• _Task details_
Reproduce the part of the items that opens with the line containing "Question. The picture above shows the misty" and closes with the line containing "(1119, 727)", switching "Tag" to "Mark" and keeping everything else unchanged. Leave the pictures out.

• _Records shown_
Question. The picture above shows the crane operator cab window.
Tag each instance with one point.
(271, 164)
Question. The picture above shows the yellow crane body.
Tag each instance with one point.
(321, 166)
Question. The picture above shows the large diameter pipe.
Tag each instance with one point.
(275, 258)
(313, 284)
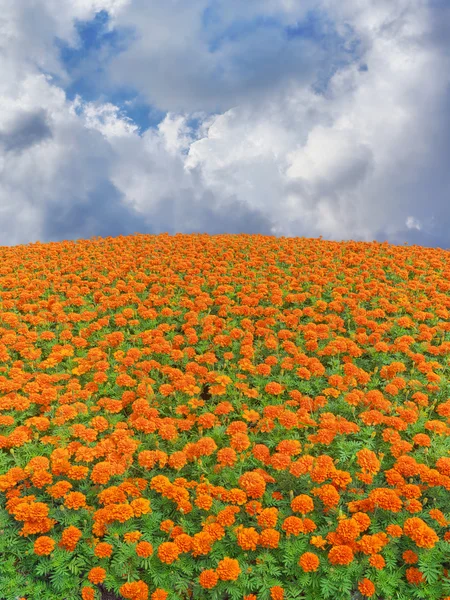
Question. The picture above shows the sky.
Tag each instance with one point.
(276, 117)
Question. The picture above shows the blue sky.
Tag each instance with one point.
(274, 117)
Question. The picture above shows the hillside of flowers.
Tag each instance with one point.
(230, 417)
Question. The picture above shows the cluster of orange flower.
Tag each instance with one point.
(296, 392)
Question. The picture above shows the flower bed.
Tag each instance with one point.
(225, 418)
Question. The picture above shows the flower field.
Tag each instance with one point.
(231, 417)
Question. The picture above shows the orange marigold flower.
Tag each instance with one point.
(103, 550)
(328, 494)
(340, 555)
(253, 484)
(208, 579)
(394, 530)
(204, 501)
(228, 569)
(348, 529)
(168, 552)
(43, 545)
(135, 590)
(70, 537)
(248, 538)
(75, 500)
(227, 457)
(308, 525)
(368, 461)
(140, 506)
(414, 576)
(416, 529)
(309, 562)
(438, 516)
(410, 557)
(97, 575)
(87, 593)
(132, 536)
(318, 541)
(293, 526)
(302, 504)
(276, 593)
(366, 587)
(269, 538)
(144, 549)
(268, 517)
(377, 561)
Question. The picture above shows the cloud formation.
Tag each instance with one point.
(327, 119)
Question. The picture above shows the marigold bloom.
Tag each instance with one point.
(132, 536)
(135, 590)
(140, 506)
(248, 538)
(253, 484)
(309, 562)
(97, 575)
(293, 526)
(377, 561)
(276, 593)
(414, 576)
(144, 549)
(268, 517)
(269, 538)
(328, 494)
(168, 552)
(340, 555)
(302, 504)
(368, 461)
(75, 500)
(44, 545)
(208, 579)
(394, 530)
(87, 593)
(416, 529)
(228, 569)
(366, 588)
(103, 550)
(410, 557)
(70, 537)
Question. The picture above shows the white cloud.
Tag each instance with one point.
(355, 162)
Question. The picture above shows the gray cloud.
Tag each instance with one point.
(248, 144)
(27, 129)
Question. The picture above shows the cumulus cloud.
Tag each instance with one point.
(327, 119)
---
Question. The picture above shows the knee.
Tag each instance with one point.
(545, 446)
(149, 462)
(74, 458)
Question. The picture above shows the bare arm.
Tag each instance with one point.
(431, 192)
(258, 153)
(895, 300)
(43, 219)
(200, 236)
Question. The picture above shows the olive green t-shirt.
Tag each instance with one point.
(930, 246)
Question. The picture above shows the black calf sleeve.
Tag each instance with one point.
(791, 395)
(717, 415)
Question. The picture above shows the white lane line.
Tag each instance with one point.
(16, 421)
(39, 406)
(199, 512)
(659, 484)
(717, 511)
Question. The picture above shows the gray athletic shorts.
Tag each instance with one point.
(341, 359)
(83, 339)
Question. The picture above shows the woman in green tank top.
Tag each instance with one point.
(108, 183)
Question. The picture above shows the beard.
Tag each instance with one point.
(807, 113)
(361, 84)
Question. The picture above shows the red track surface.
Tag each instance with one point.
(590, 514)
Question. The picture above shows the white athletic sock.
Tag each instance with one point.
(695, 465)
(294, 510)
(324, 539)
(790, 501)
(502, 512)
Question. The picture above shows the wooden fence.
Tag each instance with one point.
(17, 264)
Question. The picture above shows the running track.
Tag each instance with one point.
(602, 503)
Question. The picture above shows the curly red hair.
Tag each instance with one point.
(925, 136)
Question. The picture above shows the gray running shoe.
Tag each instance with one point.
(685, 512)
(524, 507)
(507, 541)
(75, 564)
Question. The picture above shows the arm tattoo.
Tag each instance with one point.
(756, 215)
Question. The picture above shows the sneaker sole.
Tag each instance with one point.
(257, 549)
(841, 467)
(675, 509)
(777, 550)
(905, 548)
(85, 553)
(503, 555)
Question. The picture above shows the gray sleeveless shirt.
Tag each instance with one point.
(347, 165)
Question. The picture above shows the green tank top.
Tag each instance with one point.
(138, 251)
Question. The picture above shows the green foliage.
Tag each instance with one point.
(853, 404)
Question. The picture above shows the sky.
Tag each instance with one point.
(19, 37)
* * *
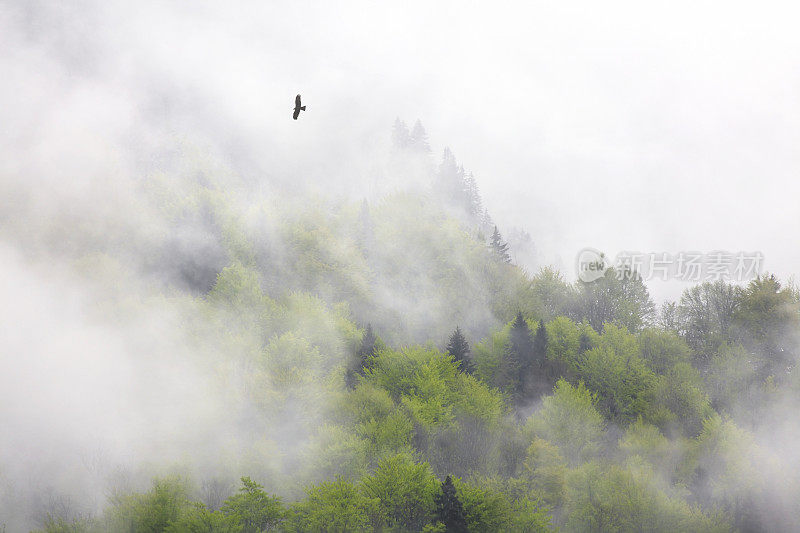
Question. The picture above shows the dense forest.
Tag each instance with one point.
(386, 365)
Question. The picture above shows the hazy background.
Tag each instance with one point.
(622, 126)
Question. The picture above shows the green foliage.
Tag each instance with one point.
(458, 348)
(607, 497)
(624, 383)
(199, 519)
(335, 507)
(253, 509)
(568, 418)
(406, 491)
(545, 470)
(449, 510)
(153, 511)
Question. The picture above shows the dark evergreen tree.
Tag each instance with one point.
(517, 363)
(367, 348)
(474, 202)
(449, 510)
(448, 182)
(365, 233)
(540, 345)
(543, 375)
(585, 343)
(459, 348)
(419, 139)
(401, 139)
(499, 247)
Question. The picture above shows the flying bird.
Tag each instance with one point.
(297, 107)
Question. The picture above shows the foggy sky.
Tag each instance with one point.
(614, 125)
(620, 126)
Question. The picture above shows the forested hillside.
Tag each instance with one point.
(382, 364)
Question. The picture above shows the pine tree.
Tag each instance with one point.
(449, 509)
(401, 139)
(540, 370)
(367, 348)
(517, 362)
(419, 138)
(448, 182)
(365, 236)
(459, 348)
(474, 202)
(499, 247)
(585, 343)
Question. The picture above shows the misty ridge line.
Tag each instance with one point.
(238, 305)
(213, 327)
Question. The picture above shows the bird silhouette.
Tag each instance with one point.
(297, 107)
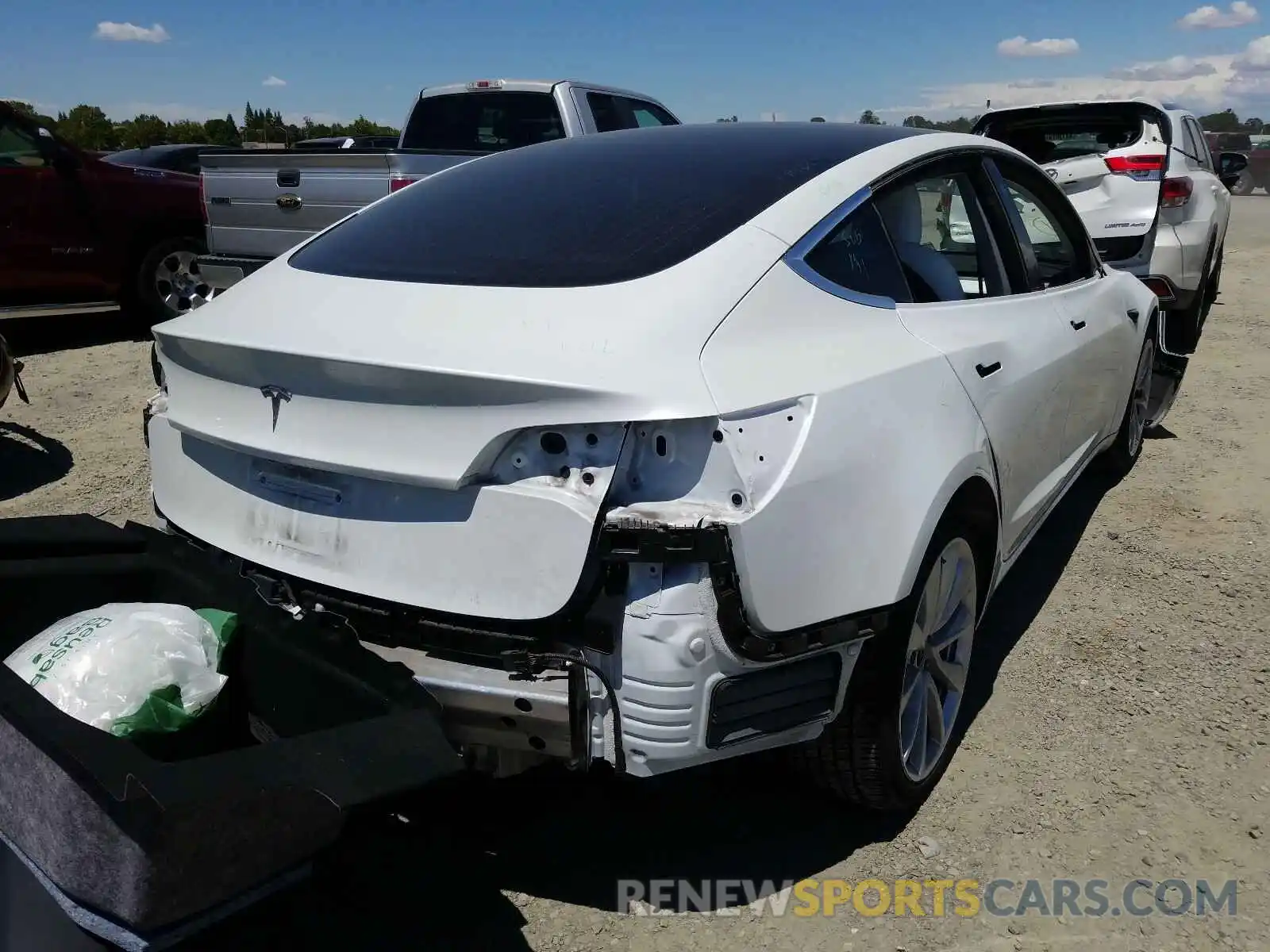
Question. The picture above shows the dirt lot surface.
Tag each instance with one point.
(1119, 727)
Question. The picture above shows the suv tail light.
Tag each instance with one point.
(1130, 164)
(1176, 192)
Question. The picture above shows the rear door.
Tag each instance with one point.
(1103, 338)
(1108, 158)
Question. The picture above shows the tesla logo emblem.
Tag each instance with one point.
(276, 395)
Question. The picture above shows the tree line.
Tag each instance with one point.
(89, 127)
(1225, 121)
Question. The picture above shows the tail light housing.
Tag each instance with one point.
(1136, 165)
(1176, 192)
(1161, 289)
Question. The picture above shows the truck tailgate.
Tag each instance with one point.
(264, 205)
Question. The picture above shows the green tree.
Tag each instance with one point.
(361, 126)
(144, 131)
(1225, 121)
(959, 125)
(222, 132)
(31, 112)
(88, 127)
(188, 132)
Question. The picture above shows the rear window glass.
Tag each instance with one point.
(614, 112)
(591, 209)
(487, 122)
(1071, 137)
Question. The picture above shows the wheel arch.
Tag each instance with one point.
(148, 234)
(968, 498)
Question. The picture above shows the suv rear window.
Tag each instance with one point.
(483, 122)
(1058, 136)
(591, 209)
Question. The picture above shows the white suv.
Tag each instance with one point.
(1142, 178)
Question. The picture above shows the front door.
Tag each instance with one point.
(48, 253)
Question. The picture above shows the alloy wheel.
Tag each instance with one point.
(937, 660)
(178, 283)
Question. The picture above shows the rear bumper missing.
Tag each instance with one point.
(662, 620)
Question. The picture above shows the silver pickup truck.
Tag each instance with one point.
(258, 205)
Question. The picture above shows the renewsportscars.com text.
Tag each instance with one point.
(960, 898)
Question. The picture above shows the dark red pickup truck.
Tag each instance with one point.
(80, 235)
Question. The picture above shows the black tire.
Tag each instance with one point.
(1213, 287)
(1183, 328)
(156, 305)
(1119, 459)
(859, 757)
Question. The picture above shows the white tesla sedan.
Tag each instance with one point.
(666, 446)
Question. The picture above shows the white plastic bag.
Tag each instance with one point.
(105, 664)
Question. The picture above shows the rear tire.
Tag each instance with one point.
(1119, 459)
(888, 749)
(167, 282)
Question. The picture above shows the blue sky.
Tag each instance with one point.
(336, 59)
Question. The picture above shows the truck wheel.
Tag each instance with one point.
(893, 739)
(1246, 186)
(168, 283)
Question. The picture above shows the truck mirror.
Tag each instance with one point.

• _Solution to this exercise_
Question. The picture above shows the misty ridge line.
Mark each instance with one point.
(238, 305)
(213, 327)
Question. The picture above shows the bird silhouette.
Mark each instance with one point.
(297, 107)
Question. The picture above shows the dirt lot surface.
Mark each instance with one point.
(1119, 727)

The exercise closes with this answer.